------ Supplied data
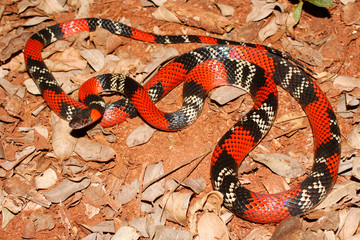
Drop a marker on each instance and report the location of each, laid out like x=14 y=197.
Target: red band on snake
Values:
x=254 y=68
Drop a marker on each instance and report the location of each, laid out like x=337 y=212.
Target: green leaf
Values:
x=321 y=3
x=297 y=11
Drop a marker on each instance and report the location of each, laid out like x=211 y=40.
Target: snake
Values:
x=255 y=68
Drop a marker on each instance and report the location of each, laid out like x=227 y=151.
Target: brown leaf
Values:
x=198 y=17
x=210 y=226
x=94 y=151
x=176 y=207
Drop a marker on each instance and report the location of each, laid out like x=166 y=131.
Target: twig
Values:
x=202 y=156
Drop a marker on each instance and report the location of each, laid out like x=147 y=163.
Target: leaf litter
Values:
x=97 y=195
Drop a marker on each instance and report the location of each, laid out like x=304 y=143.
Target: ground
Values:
x=325 y=40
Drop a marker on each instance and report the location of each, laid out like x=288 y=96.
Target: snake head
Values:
x=84 y=118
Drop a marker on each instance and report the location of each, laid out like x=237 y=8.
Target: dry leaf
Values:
x=225 y=94
x=105 y=226
x=65 y=189
x=42 y=221
x=176 y=207
x=140 y=135
x=35 y=21
x=69 y=59
x=226 y=10
x=260 y=233
x=94 y=57
x=6 y=217
x=62 y=141
x=155 y=190
x=126 y=233
x=161 y=13
x=140 y=224
x=83 y=8
x=351 y=224
x=196 y=184
x=18 y=187
x=261 y=9
x=198 y=17
x=342 y=108
x=289 y=228
x=212 y=202
x=162 y=233
x=95 y=195
x=128 y=192
x=94 y=151
x=53 y=6
x=339 y=191
x=353 y=138
x=356 y=168
x=210 y=226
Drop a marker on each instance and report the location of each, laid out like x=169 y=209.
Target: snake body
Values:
x=256 y=69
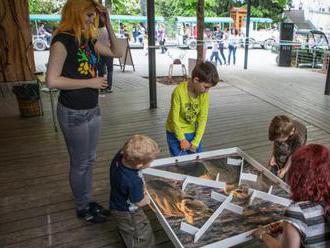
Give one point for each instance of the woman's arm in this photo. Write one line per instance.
(291, 237)
(57, 58)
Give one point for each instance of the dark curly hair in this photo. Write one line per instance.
(309, 174)
(206, 72)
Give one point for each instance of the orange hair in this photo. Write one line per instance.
(73, 19)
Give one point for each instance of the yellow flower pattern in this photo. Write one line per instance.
(83, 68)
(87, 60)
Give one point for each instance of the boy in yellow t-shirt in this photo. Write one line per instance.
(187, 118)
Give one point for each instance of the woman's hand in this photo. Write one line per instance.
(259, 233)
(185, 145)
(104, 14)
(98, 83)
(192, 148)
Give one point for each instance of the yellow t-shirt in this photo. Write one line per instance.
(187, 114)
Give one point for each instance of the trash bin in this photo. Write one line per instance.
(28, 98)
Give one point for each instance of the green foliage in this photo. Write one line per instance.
(45, 6)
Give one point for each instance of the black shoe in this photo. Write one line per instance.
(97, 208)
(91, 216)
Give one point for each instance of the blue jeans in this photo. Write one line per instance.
(81, 130)
(174, 144)
(108, 63)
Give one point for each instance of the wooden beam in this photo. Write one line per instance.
(200, 31)
(327, 82)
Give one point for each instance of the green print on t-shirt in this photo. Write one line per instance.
(191, 112)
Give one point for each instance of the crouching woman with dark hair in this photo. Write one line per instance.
(305, 223)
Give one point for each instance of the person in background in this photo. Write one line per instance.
(161, 36)
(215, 53)
(220, 37)
(72, 68)
(233, 41)
(105, 65)
(306, 221)
(43, 32)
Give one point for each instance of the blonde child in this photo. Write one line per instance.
(288, 135)
(127, 195)
(188, 114)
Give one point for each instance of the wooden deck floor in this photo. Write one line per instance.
(36, 203)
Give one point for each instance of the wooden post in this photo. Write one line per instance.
(200, 31)
(152, 54)
(16, 51)
(247, 36)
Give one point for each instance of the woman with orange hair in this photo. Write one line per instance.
(306, 220)
(72, 69)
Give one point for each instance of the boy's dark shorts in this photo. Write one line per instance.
(134, 228)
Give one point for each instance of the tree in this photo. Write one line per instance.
(16, 50)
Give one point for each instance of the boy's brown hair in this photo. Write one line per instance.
(140, 149)
(206, 72)
(280, 126)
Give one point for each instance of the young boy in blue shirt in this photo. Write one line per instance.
(127, 195)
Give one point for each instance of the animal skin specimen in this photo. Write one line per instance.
(174, 203)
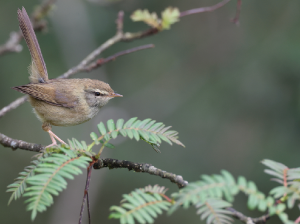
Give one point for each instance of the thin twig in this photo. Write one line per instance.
(86, 189)
(204, 9)
(120, 36)
(236, 19)
(140, 167)
(12, 44)
(19, 144)
(88, 206)
(102, 61)
(119, 22)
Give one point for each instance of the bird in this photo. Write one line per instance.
(59, 102)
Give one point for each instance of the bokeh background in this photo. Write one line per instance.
(231, 92)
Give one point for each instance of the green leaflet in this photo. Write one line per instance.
(49, 178)
(148, 130)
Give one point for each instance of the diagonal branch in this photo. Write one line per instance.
(12, 44)
(91, 58)
(140, 167)
(204, 9)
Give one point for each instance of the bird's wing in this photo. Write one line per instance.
(38, 70)
(47, 93)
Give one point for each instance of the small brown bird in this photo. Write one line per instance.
(59, 102)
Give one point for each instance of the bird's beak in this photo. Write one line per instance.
(116, 95)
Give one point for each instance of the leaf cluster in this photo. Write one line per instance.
(46, 178)
(212, 195)
(142, 205)
(47, 175)
(147, 130)
(168, 17)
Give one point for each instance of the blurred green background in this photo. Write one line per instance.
(231, 92)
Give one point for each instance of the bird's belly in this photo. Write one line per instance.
(61, 116)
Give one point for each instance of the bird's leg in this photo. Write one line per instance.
(47, 127)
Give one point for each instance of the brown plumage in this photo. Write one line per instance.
(59, 102)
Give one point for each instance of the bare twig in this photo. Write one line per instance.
(12, 44)
(19, 144)
(236, 19)
(119, 22)
(85, 64)
(101, 61)
(85, 195)
(204, 9)
(140, 167)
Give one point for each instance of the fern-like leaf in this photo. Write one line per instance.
(289, 180)
(50, 179)
(140, 206)
(213, 211)
(19, 186)
(148, 130)
(215, 186)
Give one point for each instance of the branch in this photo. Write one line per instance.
(248, 220)
(140, 167)
(204, 9)
(86, 194)
(19, 144)
(90, 61)
(12, 44)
------------
Could you output every record above exactly as it appears, without the pictures?

Drop a marker on each instance and report the location of each, laid out like x=14 y=197.
Target: red band on snake
Values:
x=254 y=68
Drop a marker on each instance and report the location of each, laid out like x=337 y=212.
Target: green leaf
Values:
x=321 y=3
x=297 y=11
Drop a marker on each instance and report the location of each, laid out like x=211 y=40.
Target: snake
Values:
x=255 y=68
Drop a marker on each instance and report the location of each, laid out like x=227 y=151.
Target: brown leaf
Values:
x=198 y=17
x=210 y=226
x=94 y=151
x=176 y=207
Drop a marker on each instance and report the location of each, laid out like x=166 y=131.
Target: twig
Values:
x=202 y=156
Drop a marker on each instance and report the location of each, laid out like x=147 y=163.
Target: leaf litter
Values:
x=97 y=195
Drop a marker on each instance and report the location of each, laid out like x=304 y=143.
Target: ground
Values:
x=325 y=40
Drop a marker on each instance and report the location of each, laid out like x=288 y=96.
Target: snake head
Values:
x=84 y=118
Drop a marker on each instance and report the location of each, laid out like x=237 y=8.
Target: dry leaf
Values:
x=225 y=94
x=105 y=226
x=65 y=189
x=42 y=221
x=176 y=207
x=140 y=135
x=35 y=21
x=69 y=59
x=226 y=10
x=260 y=233
x=94 y=57
x=6 y=217
x=62 y=141
x=155 y=190
x=126 y=233
x=161 y=13
x=140 y=224
x=83 y=8
x=351 y=224
x=196 y=184
x=18 y=187
x=261 y=9
x=198 y=17
x=342 y=108
x=289 y=228
x=212 y=202
x=162 y=233
x=95 y=195
x=128 y=192
x=94 y=151
x=53 y=6
x=339 y=191
x=353 y=138
x=356 y=168
x=210 y=226
Drop a marker on each instance and report the location of each, laid out like x=169 y=209.
Target: snake body
Values:
x=256 y=69
Give one point for each instance of the woman's arm in this photo. Write one line per instance.
(291, 237)
(57, 58)
Give one point for each instance of the dark curly hair in this photo. Write one line per instance.
(309, 174)
(206, 72)
Give one point for each instance of the orange hair in this photo. Write one line per instance.
(73, 19)
Give one point for each instance of the yellow flower pattern in this photo. Write one line per instance.
(83, 68)
(87, 60)
Give one point for each instance of the boy in yellow t-shirt in this photo. Write one line per instance.
(187, 118)
Give one point for each instance of the woman's hand in this photo. Write one line per instance.
(259, 233)
(185, 145)
(104, 14)
(98, 83)
(192, 148)
Give one point for each instance of the yellow t-shirt in this photo. Write one line per instance.
(187, 114)
Give one point for each instance of the trash bin in this photo. Write one line per instance.
(28, 98)
Give one point for each instance of the green foliage in this photo. Write one line per instance.
(45, 6)
Give one point for each instance of the black shoe in this photo. Write one line per instance.
(97, 208)
(91, 216)
Give one point for each instance of the blue jeans in this photo. Write one line per instance.
(81, 130)
(174, 144)
(108, 63)
Give one point for each instance of the wooden beam in this photo. Write one line per instance.
(200, 31)
(327, 82)
Give one point for each instance of the green print on t-shirt in this photo. Write one line per instance.
(191, 112)
Give one point for each instance of the crouching woman with dark hair in this photo. Write one line per instance.
(305, 223)
Give one point for each instance of the person in background in this photo. Write one line per instance.
(161, 36)
(215, 53)
(220, 37)
(72, 68)
(233, 41)
(105, 65)
(306, 221)
(43, 32)
Give one point for each instance of the blonde child in this photo. Write one line per instance.
(288, 135)
(127, 195)
(188, 114)
Give one point for each instance of the wooden deck floor in this photo. Write one line per instance.
(36, 203)
Give one point for each instance of the wooden post in this photo. Write one line per instance.
(200, 31)
(152, 54)
(16, 51)
(247, 36)
Give one point for each instance of the woman with orange hair in this photo. Write one line per instance.
(306, 220)
(72, 69)
Give one point for each instance of the boy's dark shorts in this photo. Write one line per instance.
(134, 228)
Give one point for each instance of the tree in this photo. Write one line per instance.
(16, 50)
Give one point for each instance of the boy's brown hair in this photo. Write one line per instance.
(140, 149)
(206, 72)
(280, 126)
Give one point for each instance of the young boy in blue shirt in this photo. Write one line per instance.
(127, 195)
Give one point for each instance of the animal skin specimen in this photo. Write one line per instance.
(174, 203)
Give one point for each instance of the thin twig in this photo. Write one line per instance.
(86, 189)
(204, 9)
(120, 36)
(236, 19)
(140, 167)
(12, 44)
(19, 144)
(88, 206)
(102, 61)
(119, 22)
Give one point for each instance of the bird in this photo. Write one line per instance.
(59, 102)
Give one point for each instance of the bokeh background in this photo. Write one line per instance.
(231, 92)
Give one point for each instance of the green leaflet in this photo. Write one line per instance.
(49, 178)
(148, 130)
Give one point for each instance of the diagonal branch in this photo. Write one line per instance.
(12, 44)
(91, 58)
(140, 167)
(204, 9)
Give one point for each instance of the bird's wing in this photo. Write one line per instance.
(38, 70)
(47, 93)
Give one point for each instance of the small brown bird in this photo. Write one line per instance.
(59, 102)
Give one point for each instance of the bird's beak in this photo. Write one line per instance.
(116, 95)
Give one point for each instance of the leaf cluster in this photo. Write one line per instance.
(46, 178)
(212, 195)
(142, 205)
(47, 175)
(147, 130)
(168, 17)
Give one point for each instance of the blurred green background in this photo. Write one line per instance.
(231, 92)
Give one point for each instance of the bird's belly in this photo. Write one line per instance.
(61, 116)
Give one point for each instance of the bird's leg in this photo. Write one line per instance.
(47, 127)
Give one point for each instance of the brown plumage in this photo. Write one line per instance.
(59, 102)
Give one point for each instance of the bare twig in this photo. Write one line per instance.
(12, 44)
(19, 144)
(236, 19)
(119, 22)
(85, 64)
(101, 61)
(85, 195)
(204, 9)
(140, 167)
Give one point for each instance of the fern-like leaf in this photo. Write one line per instance.
(289, 180)
(50, 179)
(140, 206)
(213, 211)
(19, 186)
(148, 130)
(215, 186)
Give one point for each instance of the branch in this photo. Write one line per instance.
(248, 220)
(140, 167)
(204, 9)
(86, 194)
(19, 144)
(90, 61)
(12, 44)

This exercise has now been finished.